**TASK OBJECTIVE**: Copy every line of the material precisely.

──────── INFORMATION ────────

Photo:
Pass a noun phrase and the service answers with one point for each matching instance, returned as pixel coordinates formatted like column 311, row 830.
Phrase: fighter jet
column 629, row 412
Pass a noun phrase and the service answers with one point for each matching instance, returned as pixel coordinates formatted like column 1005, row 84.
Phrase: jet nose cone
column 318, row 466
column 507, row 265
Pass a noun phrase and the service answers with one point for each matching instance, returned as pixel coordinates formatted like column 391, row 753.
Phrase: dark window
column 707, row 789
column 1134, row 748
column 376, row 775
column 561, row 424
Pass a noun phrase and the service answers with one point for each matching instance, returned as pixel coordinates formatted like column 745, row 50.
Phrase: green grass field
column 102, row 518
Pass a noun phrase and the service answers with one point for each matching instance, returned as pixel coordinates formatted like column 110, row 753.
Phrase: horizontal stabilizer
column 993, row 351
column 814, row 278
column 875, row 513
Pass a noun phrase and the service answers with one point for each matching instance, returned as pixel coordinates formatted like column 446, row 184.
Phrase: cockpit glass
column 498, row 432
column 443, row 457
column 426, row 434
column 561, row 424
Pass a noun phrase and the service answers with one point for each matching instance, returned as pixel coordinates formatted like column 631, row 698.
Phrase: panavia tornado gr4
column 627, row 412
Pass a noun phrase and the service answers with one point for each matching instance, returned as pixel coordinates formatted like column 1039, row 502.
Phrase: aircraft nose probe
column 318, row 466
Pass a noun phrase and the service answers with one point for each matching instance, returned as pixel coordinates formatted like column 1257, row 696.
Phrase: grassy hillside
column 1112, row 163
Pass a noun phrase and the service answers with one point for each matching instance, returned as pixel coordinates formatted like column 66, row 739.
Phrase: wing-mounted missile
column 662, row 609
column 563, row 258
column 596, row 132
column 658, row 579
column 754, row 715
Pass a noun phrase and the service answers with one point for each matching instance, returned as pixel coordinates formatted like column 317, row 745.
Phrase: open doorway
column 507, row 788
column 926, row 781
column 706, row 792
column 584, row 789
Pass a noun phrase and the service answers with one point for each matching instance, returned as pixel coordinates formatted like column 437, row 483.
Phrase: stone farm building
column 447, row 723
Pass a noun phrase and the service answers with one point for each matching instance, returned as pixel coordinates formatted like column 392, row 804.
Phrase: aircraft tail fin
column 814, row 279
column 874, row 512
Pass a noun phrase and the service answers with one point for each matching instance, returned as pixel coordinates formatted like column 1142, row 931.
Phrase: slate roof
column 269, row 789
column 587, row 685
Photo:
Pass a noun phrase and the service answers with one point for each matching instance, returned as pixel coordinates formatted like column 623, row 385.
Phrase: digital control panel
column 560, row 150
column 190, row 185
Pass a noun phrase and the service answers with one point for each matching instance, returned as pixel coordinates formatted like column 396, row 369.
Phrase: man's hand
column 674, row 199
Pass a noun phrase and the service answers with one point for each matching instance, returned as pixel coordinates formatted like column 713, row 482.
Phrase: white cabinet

────────

**OUTPUT**:
Photo:
Pass a noun phrase and the service answers with one point for each matching instance, returned as pixel coordinates formatted like column 311, row 830.
Phrase: fighter jet
column 629, row 412
Pass a noun phrase and the service answers with one point for each matching instance, returned as pixel coordinates formatted like column 1005, row 84.
Phrase: jet nose cone
column 318, row 466
column 507, row 265
Pass a noun phrase and the service answers with one point for each matching instance, returned as pixel coordinates formatted like column 391, row 753.
Phrase: dark window
column 707, row 789
column 1134, row 748
column 376, row 775
column 561, row 424
Pass a noun phrase and the service answers with one point for each matching instance, returned as pixel coordinates formatted like column 745, row 50.
Phrase: green grass field
column 102, row 518
Pass a noun phrase and the service answers with one point for each matching instance, returned as pixel coordinates formatted like column 110, row 753.
Phrase: horizontal stabilizer
column 993, row 351
column 814, row 278
column 875, row 513
Pass a noun phrase and the service answers with one point for each matching instance, returned as pixel coordinates formatted like column 446, row 184.
Phrase: cockpit glass
column 498, row 432
column 443, row 457
column 426, row 434
column 561, row 424
Pass a noun phrase and the service answers with one point for each matching instance, returned as pixel coordinates formatted like column 631, row 698.
Phrase: panavia tornado gr4
column 627, row 412
Pass a noun phrase and the service answers with one point for each matching instance, returned as pixel coordinates formatted like column 1039, row 502.
Phrase: aircraft nose probe
column 318, row 466
Pass a noun phrase and the service answers with one point for each matching instance, returned as pixel coordinates formatted like column 1257, row 696.
Phrase: grassy hillside
column 1112, row 163
Pass a noun phrase and the service answers with one point for each matching instance, returned as pixel coordinates formatted like column 66, row 739.
Phrase: wing-mounted missile
column 662, row 609
column 563, row 258
column 596, row 132
column 658, row 579
column 754, row 715
Pass a noun phrase and the service answers with one point for each matching instance, returned as pixel coordinates formatted like column 317, row 745.
Phrase: open doorway
column 507, row 788
column 926, row 781
column 706, row 792
column 584, row 789
Pass a noun phrase and the service answers with one point for each matching instance, returned as pixel coordinates formatted like column 437, row 483.
Phrase: stone farm building
column 447, row 723
Pass a noun phrase and the service answers with one point for each matching instance, returned as pixel coordinates formatted like column 392, row 804.
Phrase: aircraft tail fin
column 814, row 279
column 874, row 512
Pass a noun phrase and the service answers with one point for each matching instance, returned as pixel coordinates formatted like column 1142, row 931.
Phrase: slate roof
column 269, row 789
column 587, row 685
Photo:
Pass a noun phrase and the service answers with one point for each matching instance, returned as pixel coordinates formatted like column 623, row 385.
Phrase: digital control panel
column 560, row 150
column 190, row 185
Pass a noun phrase and the service answers with one point for each matching instance, returned as pixel coordinates formatted like column 396, row 369.
Phrase: man's hand
column 674, row 199
Pass a noun phrase and the service answers with one point for each matching instance, returned as pixel coordinates formatted like column 713, row 482.
Phrase: white cabinet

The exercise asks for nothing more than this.